* _REQUIRED WORK_: Reproduce the listing below word for word, covering everything from the line containing "insect leg?" down to the end of the listing, both included. Omit the pictures from your copy.
/---
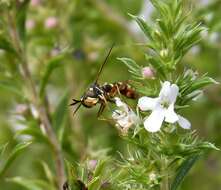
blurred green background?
[0,0,221,190]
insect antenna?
[69,99,81,106]
[69,99,82,116]
[94,43,114,84]
[73,103,82,116]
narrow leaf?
[0,142,31,177]
[40,54,64,97]
[7,177,53,190]
[16,0,30,43]
[170,155,199,190]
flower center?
[160,100,170,109]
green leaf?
[16,0,30,43]
[170,155,199,190]
[0,143,8,159]
[88,176,100,190]
[16,127,50,144]
[40,54,64,97]
[0,81,25,100]
[129,14,152,39]
[7,177,54,190]
[0,142,31,177]
[0,34,17,55]
[52,92,68,140]
[145,55,166,78]
[41,161,55,186]
[117,57,143,79]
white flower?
[112,98,139,132]
[138,81,191,132]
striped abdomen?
[101,82,138,99]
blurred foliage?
[0,0,221,190]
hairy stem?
[8,13,65,190]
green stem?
[8,12,65,190]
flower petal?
[168,84,179,104]
[159,81,171,97]
[178,115,191,129]
[115,97,129,112]
[144,108,165,133]
[165,104,179,123]
[138,96,158,111]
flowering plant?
[0,0,220,190]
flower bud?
[142,67,154,79]
[30,0,41,7]
[88,160,97,170]
[160,49,169,58]
[25,19,35,30]
[45,17,58,29]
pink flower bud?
[142,67,154,79]
[31,0,41,7]
[45,17,58,29]
[26,19,35,30]
[88,160,97,170]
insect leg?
[73,104,82,116]
[97,103,106,118]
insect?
[70,45,137,117]
[63,180,88,190]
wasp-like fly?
[70,45,137,116]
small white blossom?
[112,98,139,132]
[138,81,191,132]
[149,172,157,181]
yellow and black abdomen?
[102,82,138,99]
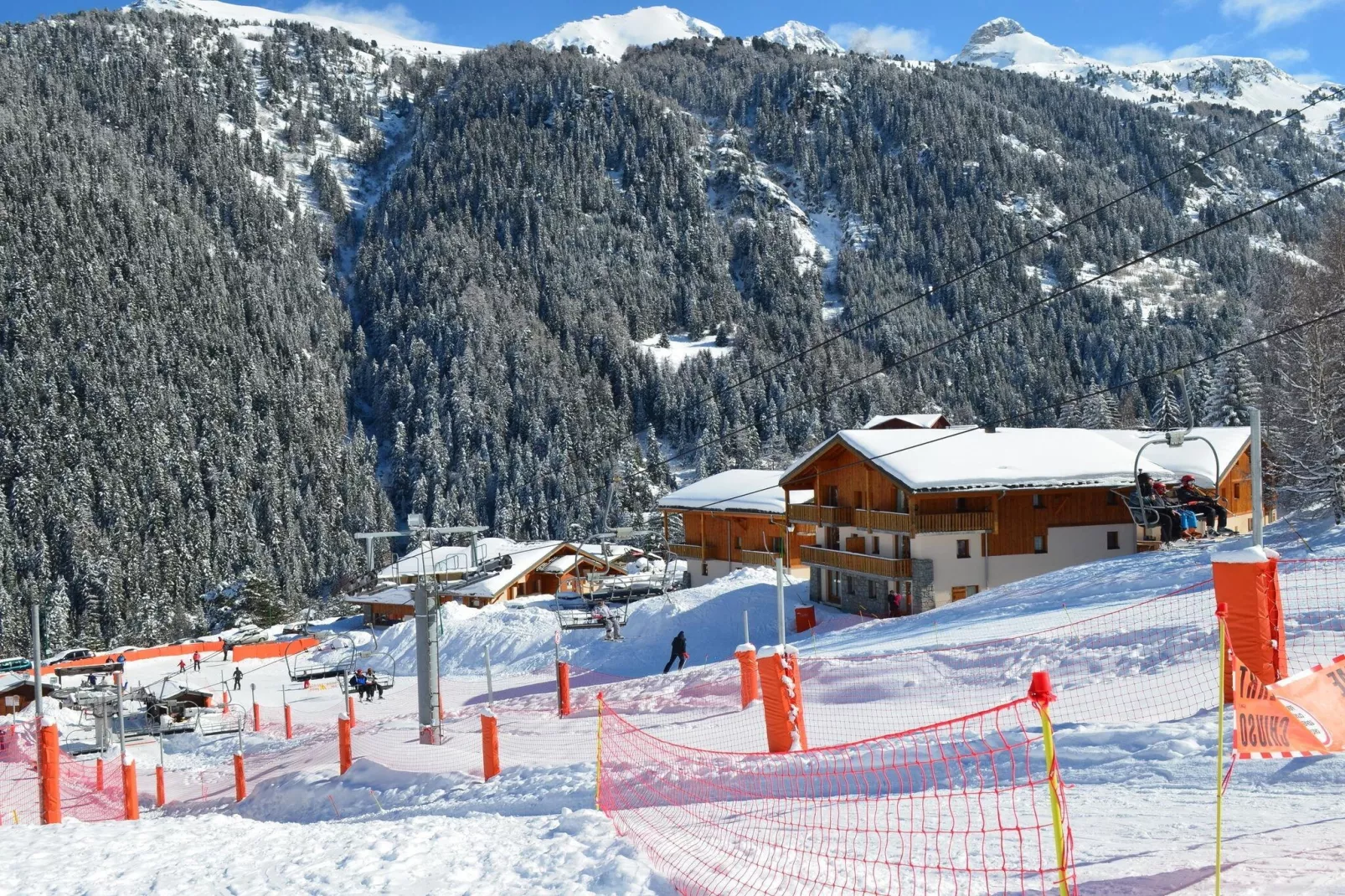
\---
* _SOLVED PROBLEM_:
insect leg?
[73,104,82,116]
[97,103,106,118]
insect?
[70,45,137,117]
[63,180,88,190]
wasp-like fly?
[70,45,137,116]
small white blossom?
[112,98,139,132]
[138,81,191,132]
[149,172,157,181]
yellow and black abdomen?
[102,82,138,99]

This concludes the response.